Record extracts:
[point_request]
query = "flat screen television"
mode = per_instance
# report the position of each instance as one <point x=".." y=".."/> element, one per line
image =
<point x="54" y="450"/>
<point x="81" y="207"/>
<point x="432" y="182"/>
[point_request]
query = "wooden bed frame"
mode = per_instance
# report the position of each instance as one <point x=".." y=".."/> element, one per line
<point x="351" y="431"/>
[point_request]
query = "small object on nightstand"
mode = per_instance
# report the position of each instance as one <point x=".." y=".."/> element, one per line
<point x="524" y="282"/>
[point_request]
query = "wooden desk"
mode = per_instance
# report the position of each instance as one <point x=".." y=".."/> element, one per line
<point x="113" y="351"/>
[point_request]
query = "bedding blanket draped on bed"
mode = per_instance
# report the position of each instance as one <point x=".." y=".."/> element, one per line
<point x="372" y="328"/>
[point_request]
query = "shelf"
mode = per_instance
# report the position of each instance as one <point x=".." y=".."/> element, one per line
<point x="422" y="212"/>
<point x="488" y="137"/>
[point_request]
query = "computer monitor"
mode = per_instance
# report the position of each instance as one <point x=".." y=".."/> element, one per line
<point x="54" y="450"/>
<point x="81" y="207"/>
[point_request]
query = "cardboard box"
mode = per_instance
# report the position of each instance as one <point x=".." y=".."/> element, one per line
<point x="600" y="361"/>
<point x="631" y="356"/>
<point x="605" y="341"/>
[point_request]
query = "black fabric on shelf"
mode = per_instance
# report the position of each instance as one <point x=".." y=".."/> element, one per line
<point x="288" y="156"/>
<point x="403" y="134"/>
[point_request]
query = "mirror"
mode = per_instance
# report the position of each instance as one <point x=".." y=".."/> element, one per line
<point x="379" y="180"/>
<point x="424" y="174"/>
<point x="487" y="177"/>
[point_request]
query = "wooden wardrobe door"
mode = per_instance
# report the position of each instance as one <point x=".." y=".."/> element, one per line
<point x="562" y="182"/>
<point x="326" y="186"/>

Task to complete:
Lines containing the word "query" must be found in the data above and copied.

Written response:
query = "flat screen television"
query = "wooden bed frame"
query = "small object on nightstand"
query = "wooden desk"
query = "bedding blanket draped on bed"
query = "shelf"
query = "computer monitor"
query = "cardboard box"
query = "black fabric on shelf"
query = "mirror"
query = "wooden wardrobe door"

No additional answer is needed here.